▶ TEXT SECTION
To address the primary issue, you are getting seemingly random segfaults because your code contains undefined behavior -- specifically, an array boundary violation. Since you noted earlier that you are fairly new to C++, it would be worthwhile for you to read through at least the first answer to this question which discusses this particular mistake. UB can be a slippery concept to wrap your head around for people coming to C or C++ from other languages, primarily because it does not always manifest itself in the form of an error. The behavior is literally undefined, so there is no way to know what the result will be, nor should you expect the behavior to be consistent across platforms, compilers, or even compiler versions.
I will use your leading_na
function to demonstrate, but the max_x_pos
function has the same problem:
// [[Rcpp::export]]
Rcpp::LogicalVector leading_na(Rcpp::IntegerVector x) {
int n = x.size();
Rcpp::LogicalVector leading_na(n);
int i = 0;
while (x[i] == NA_INTEGER) {
// ^^^^
Rcpp::Rcout << i << "\n";
leading_na[i] = TRUE;
i++;
}
return leading_na;
}
Since there isn't anything enforcing the constraint i < n
, when x
contains only NA
elements, the code proceeds to evaluate x[n]
(and possibly subsequent indices), which is undefined. However, this runs just fine on my machine for smaller vectors (I finally managed to make it crash with larger input), which is precisely why UB-related errors can be tough to identify:
leading_na(rep(NA, 5))
# 0
# 1
# 2
# 3
# 4
# [1] TRUE TRUE TRUE TRUE TRUE
However, when we replace operator[]
with the at()
member function, which performs the same element access, but also does bounds checking at runtime, the error is apparent:
// [[Rcpp::export]]
Rcpp::LogicalVector leading_na2(Rcpp::IntegerVector x) {
int n = x.size();
Rcpp::LogicalVector leading_na(n);
int i = 0;
while (x.at(i) == NA_INTEGER) {
Rcpp::Rcout << i << "\n";
leading_na[i] = TRUE;
i++;
}
return leading_na;
}
and then
leading_na2(rep(NA, 5))
# 0
# 1
# 2
# 3
# 4
# Error: index out of bounds
Note that the additional bounds checking provided by at
does come at a slight performance cost, since this check happens at runtime, so even though it can be a good idea to use at
instead of operator[]
during the development stages, once your code has been thoroughly tested it is probably a good idea to revert to operator[]
, assuming the better performance is desired.
As for solutions, the first would be to keep the while
loop and simply add a check on the value of i
:
while (i < n && x[i] == NA_INTEGER) {
leading_na[i] = TRUE;
i++;
}
Notice that I wrote i < n && x[i] == NA_INTEGER
and not x[i] == NA_INTEGER && i < n
. Since &&
performs short-circuit evaluation, when i < n
evaluates as false
in the first version, the expression x[i] == NA_INTEGER
is not evaluated -- which is good, because as we have seen, that is undefined behavior.

▶ PROVIDED MATERIAL
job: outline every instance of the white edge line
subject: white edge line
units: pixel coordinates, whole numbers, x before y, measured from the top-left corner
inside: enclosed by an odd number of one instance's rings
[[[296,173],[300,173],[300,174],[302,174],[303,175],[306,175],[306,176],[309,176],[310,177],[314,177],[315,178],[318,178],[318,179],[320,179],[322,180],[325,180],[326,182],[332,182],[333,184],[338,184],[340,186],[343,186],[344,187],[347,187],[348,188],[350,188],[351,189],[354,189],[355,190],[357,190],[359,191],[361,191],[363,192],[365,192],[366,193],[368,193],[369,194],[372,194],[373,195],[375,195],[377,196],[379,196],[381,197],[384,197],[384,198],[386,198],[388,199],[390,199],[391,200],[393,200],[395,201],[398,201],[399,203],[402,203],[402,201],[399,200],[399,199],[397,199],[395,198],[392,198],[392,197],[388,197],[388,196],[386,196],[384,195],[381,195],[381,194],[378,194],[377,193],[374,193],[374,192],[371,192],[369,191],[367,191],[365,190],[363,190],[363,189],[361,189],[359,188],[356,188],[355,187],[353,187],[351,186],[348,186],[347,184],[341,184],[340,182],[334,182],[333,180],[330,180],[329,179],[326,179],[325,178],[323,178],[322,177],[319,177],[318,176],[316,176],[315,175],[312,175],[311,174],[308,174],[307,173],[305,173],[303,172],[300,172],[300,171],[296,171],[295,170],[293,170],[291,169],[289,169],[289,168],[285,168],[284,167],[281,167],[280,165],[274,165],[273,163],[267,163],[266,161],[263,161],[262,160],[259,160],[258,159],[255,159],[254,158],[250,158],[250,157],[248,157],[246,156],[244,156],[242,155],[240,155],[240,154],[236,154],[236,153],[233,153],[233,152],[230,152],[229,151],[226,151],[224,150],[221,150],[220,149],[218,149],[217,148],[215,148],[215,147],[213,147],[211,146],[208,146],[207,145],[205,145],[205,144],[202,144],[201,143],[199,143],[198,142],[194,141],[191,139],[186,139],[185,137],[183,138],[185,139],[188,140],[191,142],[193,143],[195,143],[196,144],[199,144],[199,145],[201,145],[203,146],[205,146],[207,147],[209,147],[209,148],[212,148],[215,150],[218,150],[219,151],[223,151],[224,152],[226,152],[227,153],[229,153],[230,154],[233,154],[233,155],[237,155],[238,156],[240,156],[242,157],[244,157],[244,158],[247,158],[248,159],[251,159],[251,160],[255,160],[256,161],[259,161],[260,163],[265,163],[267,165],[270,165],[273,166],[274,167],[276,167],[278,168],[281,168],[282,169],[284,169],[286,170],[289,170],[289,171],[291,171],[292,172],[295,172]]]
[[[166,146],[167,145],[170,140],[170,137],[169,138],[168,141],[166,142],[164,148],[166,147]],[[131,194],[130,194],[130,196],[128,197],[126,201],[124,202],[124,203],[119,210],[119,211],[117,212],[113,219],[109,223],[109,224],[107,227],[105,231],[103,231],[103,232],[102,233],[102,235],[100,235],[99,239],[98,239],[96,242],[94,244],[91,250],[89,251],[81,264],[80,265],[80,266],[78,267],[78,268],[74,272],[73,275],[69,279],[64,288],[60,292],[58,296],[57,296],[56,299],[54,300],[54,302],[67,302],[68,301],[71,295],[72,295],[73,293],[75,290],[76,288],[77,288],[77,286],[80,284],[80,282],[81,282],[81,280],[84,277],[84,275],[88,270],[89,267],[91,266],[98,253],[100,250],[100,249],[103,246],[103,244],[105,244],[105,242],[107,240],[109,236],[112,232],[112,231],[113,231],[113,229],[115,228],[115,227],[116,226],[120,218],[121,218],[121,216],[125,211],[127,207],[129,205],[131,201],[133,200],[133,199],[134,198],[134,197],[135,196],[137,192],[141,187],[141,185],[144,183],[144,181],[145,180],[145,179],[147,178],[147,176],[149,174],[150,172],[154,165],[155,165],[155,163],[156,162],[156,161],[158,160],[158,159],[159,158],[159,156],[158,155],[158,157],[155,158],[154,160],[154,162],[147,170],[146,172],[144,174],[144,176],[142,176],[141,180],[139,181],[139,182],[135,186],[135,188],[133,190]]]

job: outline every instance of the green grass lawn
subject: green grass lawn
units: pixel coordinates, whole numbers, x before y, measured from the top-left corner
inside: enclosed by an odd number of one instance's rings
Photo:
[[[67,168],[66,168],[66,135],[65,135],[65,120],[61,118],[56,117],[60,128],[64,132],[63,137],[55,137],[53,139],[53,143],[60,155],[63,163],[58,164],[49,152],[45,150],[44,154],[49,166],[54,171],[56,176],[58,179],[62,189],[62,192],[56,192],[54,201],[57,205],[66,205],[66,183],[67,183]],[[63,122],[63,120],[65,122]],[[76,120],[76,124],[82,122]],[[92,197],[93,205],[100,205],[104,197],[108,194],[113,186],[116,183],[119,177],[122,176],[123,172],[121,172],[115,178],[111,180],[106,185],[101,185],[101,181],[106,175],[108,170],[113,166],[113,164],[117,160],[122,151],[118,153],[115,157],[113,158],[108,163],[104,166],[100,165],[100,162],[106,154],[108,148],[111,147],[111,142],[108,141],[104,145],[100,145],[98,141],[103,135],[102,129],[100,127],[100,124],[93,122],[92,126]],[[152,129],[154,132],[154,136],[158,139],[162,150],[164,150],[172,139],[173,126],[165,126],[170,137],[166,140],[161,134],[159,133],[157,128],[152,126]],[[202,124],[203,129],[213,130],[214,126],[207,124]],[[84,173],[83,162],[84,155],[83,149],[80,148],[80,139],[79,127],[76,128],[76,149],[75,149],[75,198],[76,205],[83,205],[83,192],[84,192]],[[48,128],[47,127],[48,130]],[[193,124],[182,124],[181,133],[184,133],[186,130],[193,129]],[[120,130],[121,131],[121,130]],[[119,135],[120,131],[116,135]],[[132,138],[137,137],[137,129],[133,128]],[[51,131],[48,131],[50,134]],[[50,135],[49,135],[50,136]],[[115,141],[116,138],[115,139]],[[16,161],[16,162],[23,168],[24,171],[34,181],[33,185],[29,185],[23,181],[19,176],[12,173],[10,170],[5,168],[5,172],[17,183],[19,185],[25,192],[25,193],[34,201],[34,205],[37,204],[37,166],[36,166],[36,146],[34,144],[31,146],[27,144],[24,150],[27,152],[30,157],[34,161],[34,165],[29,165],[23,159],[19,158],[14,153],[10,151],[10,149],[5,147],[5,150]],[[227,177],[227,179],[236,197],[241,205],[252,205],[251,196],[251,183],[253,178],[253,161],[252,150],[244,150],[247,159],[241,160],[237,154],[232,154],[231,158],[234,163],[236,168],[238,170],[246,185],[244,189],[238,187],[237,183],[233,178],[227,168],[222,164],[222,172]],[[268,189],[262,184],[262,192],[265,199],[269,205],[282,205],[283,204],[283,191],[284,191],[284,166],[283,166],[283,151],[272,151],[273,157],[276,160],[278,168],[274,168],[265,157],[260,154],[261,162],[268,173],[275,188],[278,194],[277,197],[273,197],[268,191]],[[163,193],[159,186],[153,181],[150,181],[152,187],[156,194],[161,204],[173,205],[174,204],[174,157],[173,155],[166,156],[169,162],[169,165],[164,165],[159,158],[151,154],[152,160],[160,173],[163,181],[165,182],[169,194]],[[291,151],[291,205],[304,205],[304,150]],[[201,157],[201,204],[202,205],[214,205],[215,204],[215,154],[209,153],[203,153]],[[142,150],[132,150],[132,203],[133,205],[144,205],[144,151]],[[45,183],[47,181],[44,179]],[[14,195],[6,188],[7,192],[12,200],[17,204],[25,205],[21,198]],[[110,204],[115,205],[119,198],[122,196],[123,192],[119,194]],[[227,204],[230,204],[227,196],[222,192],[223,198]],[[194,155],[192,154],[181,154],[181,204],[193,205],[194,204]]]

▶ WRITTEN REQUEST A
Answer these questions about the answer on undefined behavior in the code above, each on its own line:
(i) Which member function replaces operator[] to add bounds checking at runtime?
(ii) Why does the answer suggest going back to operator[] once the code has been thoroughly tested?
(iii) In the corrected while loop, which comparison is written first?
▶ WRITTEN REQUEST B
Continue the answer on undefined behavior from its last sentence above.

▶ EXERCISE OUTPUT A
(i) at()
(ii) The bounds check in at happens at runtime and has a slight performance cost, so operator[] gives better performance.
(iii) i < n

▶ EXERCISE OUTPUT B
Another option would be to use a for
loop instead, which tend to do a better job of "reminding" us to check our boundaries, in my experience, at least:
for (int i = 0; i < n && x[i] == NA_INTEGER; i++) {
leading_na[i] = TRUE;
}
The choice to use a while
loop or a for
loop does not really matter in this case, provided that whatever you choose is written correctly.
Yet another option (or two) is to work with iterators rather than indices, in which case you could use either a while
loop or a for
loop:
// [[Rcpp::export]]
Rcpp::LogicalVector leading_na5(Rcpp::IntegerVector x) {
int n = x.size();
Rcpp::LogicalVector leading_na(n);
Rcpp::IntegerVector::const_iterator it_x = x.begin();
Rcpp::LogicalVector::iterator first = leading_na.begin(),
last = leading_na.end();
/*
while (first != last && *it_x++ == NA_INTEGER) {
*first++ = TRUE;
}
*/
for ( ; first != last && *it_x == NA_INTEGER; ++first, ++it_x) {
*first = TRUE;
}
return leading_na;
}
Although iterators are very useful devices, I'm not sure they provide any benefit over manual indexing in this particular case, so I would recommend using one of the first two approaches.
Unrelated to the segfault, there are a few other aspects of your code worth addressing.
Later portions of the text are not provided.